▸ PROBLEM REQUIREMENTS
Transcribe the data underneath exactly, keeping every word in place.

[Text-to-region grounding data]
==============================

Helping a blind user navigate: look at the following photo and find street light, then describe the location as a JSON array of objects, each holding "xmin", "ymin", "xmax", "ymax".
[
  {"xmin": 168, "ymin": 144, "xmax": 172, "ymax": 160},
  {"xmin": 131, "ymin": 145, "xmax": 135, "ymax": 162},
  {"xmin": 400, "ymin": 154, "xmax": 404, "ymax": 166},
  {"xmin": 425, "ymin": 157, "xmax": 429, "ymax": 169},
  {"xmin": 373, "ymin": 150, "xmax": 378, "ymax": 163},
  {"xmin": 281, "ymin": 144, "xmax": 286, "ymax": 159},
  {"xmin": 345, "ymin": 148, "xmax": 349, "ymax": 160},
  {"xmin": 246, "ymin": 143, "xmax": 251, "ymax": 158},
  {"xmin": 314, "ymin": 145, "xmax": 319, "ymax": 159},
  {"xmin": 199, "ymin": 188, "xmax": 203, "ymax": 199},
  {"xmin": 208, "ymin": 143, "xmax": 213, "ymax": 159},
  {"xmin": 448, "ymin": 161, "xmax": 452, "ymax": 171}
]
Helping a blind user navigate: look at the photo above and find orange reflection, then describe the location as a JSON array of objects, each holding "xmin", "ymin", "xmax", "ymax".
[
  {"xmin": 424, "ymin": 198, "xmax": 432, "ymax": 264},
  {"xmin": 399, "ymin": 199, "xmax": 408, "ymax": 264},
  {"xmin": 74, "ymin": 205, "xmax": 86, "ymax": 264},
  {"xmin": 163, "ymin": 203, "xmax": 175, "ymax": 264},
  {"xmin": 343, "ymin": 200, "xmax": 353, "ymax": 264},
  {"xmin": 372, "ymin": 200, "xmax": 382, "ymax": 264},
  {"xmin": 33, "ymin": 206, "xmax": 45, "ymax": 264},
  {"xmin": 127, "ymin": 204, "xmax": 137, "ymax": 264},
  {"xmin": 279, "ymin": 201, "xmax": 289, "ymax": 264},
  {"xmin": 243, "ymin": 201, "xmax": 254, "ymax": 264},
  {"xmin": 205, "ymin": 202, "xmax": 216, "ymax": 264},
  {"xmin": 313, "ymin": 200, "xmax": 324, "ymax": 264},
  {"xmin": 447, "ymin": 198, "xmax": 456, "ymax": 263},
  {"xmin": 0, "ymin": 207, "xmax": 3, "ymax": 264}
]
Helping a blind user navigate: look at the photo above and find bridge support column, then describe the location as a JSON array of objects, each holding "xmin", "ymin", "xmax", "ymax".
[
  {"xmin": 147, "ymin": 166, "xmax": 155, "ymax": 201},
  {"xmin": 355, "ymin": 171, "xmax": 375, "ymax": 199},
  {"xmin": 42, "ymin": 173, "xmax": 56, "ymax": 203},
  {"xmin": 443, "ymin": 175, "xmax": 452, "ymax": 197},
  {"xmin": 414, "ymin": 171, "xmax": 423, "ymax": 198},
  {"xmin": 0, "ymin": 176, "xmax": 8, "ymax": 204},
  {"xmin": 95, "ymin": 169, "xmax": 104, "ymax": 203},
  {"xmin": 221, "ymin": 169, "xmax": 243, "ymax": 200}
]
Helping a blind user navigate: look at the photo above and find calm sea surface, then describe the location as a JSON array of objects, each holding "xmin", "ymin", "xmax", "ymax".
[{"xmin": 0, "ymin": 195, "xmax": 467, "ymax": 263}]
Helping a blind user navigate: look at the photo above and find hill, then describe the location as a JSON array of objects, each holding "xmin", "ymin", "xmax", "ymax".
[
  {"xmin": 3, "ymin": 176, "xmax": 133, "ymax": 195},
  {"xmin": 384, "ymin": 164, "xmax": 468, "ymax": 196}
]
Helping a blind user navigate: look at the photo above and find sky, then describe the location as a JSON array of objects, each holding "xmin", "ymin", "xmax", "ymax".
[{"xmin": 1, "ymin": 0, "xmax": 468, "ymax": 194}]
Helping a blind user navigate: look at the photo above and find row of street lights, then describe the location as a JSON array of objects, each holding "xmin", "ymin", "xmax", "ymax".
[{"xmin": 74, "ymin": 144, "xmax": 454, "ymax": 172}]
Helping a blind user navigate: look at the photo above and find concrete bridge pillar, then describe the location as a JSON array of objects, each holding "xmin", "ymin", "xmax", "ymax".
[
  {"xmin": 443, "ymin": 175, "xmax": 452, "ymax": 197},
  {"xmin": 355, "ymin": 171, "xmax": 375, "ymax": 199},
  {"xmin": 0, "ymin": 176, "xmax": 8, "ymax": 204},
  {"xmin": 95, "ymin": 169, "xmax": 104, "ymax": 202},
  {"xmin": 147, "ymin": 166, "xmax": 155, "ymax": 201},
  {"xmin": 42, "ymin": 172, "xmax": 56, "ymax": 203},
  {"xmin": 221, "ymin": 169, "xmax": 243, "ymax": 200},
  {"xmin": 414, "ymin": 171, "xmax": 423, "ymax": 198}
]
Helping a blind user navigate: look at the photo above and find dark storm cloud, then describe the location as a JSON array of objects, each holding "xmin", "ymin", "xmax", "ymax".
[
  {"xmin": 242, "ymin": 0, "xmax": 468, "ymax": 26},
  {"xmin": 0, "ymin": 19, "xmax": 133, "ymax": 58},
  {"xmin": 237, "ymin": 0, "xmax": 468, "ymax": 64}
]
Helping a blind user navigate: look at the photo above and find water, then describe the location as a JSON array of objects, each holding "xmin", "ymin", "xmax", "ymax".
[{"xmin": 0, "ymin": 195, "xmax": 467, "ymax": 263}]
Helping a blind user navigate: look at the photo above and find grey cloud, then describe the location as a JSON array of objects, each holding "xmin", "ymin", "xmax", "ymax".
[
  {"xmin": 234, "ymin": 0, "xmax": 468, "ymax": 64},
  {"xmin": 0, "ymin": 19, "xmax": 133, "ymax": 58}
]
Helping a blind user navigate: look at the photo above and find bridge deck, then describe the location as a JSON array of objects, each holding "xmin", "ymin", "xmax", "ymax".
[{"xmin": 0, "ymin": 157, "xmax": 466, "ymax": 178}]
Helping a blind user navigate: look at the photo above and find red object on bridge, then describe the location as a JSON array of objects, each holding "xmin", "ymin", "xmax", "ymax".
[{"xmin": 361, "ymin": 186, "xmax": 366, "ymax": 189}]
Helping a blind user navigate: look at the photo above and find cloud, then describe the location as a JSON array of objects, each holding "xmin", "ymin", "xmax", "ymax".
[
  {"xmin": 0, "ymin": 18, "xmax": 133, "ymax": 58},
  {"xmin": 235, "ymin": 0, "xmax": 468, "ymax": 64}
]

==============================

▸ EXERCISE RESPONSE
Helping a blind user navigate: look at the following photo and find street light, then describe the location as a JSON array of objects, each holding "xmin", "ymin", "xmax", "ymax".
[
  {"xmin": 168, "ymin": 144, "xmax": 172, "ymax": 160},
  {"xmin": 131, "ymin": 145, "xmax": 135, "ymax": 162},
  {"xmin": 400, "ymin": 154, "xmax": 404, "ymax": 166},
  {"xmin": 425, "ymin": 157, "xmax": 429, "ymax": 169},
  {"xmin": 373, "ymin": 150, "xmax": 378, "ymax": 163},
  {"xmin": 281, "ymin": 144, "xmax": 286, "ymax": 159},
  {"xmin": 345, "ymin": 148, "xmax": 349, "ymax": 160},
  {"xmin": 246, "ymin": 143, "xmax": 251, "ymax": 158},
  {"xmin": 314, "ymin": 145, "xmax": 319, "ymax": 159},
  {"xmin": 199, "ymin": 188, "xmax": 203, "ymax": 199},
  {"xmin": 208, "ymin": 143, "xmax": 213, "ymax": 159},
  {"xmin": 448, "ymin": 161, "xmax": 452, "ymax": 171}
]
Helping a blind user navigate: look at the photo above and find orange reflection, then describe the location as a JSON array of objects, each holding "xmin", "ymin", "xmax", "ymax".
[
  {"xmin": 424, "ymin": 198, "xmax": 432, "ymax": 264},
  {"xmin": 399, "ymin": 199, "xmax": 408, "ymax": 264},
  {"xmin": 74, "ymin": 205, "xmax": 86, "ymax": 264},
  {"xmin": 163, "ymin": 203, "xmax": 175, "ymax": 264},
  {"xmin": 343, "ymin": 200, "xmax": 353, "ymax": 264},
  {"xmin": 372, "ymin": 200, "xmax": 382, "ymax": 264},
  {"xmin": 33, "ymin": 206, "xmax": 45, "ymax": 264},
  {"xmin": 127, "ymin": 204, "xmax": 137, "ymax": 264},
  {"xmin": 279, "ymin": 201, "xmax": 289, "ymax": 264},
  {"xmin": 243, "ymin": 201, "xmax": 254, "ymax": 264},
  {"xmin": 205, "ymin": 202, "xmax": 216, "ymax": 264},
  {"xmin": 313, "ymin": 200, "xmax": 324, "ymax": 264},
  {"xmin": 447, "ymin": 198, "xmax": 456, "ymax": 263},
  {"xmin": 0, "ymin": 207, "xmax": 3, "ymax": 264}
]
Helping a blind user navigate: look at the photo above and find bridge support column, then describe the location as a JSON array of objects, each holding "xmin", "ymin", "xmax", "ymax".
[
  {"xmin": 147, "ymin": 166, "xmax": 155, "ymax": 201},
  {"xmin": 355, "ymin": 171, "xmax": 375, "ymax": 199},
  {"xmin": 42, "ymin": 173, "xmax": 56, "ymax": 203},
  {"xmin": 443, "ymin": 175, "xmax": 452, "ymax": 197},
  {"xmin": 414, "ymin": 171, "xmax": 423, "ymax": 198},
  {"xmin": 0, "ymin": 176, "xmax": 8, "ymax": 204},
  {"xmin": 95, "ymin": 169, "xmax": 104, "ymax": 203},
  {"xmin": 221, "ymin": 169, "xmax": 243, "ymax": 200}
]
Helping a blind user navigate: look at the photo above and find calm sea surface, then describe the location as a JSON array of objects, each holding "xmin", "ymin", "xmax", "ymax".
[{"xmin": 0, "ymin": 195, "xmax": 467, "ymax": 263}]
Helping a blind user navigate: look at the photo above and find hill, then describe the location as a JSON array of objects, each holding "xmin", "ymin", "xmax", "ymax".
[
  {"xmin": 3, "ymin": 176, "xmax": 133, "ymax": 195},
  {"xmin": 384, "ymin": 164, "xmax": 468, "ymax": 196}
]
Helping a blind user navigate: look at the photo above and find sky, then describe the location as a JSON array of objects, each holding "xmin", "ymin", "xmax", "ymax".
[{"xmin": 1, "ymin": 0, "xmax": 468, "ymax": 194}]
Helping a blind user navigate: look at the photo above and find row of street lights, then describe the location as a JSON array of objects, each holding "xmin", "ymin", "xmax", "ymax".
[{"xmin": 74, "ymin": 144, "xmax": 454, "ymax": 172}]
Helping a blind user navigate: look at the photo above and find concrete bridge pillar, then describe the location as a JSON array of objects, each holding "xmin", "ymin", "xmax", "ymax".
[
  {"xmin": 443, "ymin": 175, "xmax": 452, "ymax": 197},
  {"xmin": 355, "ymin": 171, "xmax": 375, "ymax": 199},
  {"xmin": 0, "ymin": 176, "xmax": 8, "ymax": 204},
  {"xmin": 95, "ymin": 169, "xmax": 104, "ymax": 202},
  {"xmin": 147, "ymin": 166, "xmax": 155, "ymax": 201},
  {"xmin": 42, "ymin": 172, "xmax": 56, "ymax": 203},
  {"xmin": 221, "ymin": 169, "xmax": 243, "ymax": 200},
  {"xmin": 414, "ymin": 171, "xmax": 423, "ymax": 198}
]
Helping a blind user navigate: look at the photo above and find dark storm cloud, then describe the location as a JSON array of objects, each holding "xmin", "ymin", "xmax", "ymax".
[
  {"xmin": 242, "ymin": 0, "xmax": 468, "ymax": 26},
  {"xmin": 0, "ymin": 19, "xmax": 133, "ymax": 58},
  {"xmin": 237, "ymin": 0, "xmax": 468, "ymax": 64}
]
Helping a blind user navigate: look at the photo above and find water, then describe the location as a JSON array of objects, each holding "xmin", "ymin", "xmax", "ymax".
[{"xmin": 0, "ymin": 195, "xmax": 467, "ymax": 263}]
Helping a blind user navigate: look at the photo above and find grey cloud, then describe the location as a JSON array of objects, each holding "xmin", "ymin", "xmax", "ymax".
[
  {"xmin": 234, "ymin": 0, "xmax": 468, "ymax": 64},
  {"xmin": 0, "ymin": 19, "xmax": 133, "ymax": 58}
]
Helping a blind user navigate: look at the photo above and find bridge deck, then describe the location as a JSON array of objects, each holding "xmin", "ymin", "xmax", "ymax".
[{"xmin": 0, "ymin": 157, "xmax": 466, "ymax": 178}]
Helping a blind user navigate: look at the photo above and find red object on bridge, then describe the location as a JSON array of objects, each holding "xmin", "ymin", "xmax", "ymax".
[{"xmin": 361, "ymin": 186, "xmax": 366, "ymax": 189}]
Helping a blind user navigate: look at the photo above and find cloud, then describe the location as a JSON array of objects, each holding "xmin", "ymin", "xmax", "ymax".
[
  {"xmin": 0, "ymin": 18, "xmax": 133, "ymax": 58},
  {"xmin": 235, "ymin": 0, "xmax": 468, "ymax": 64}
]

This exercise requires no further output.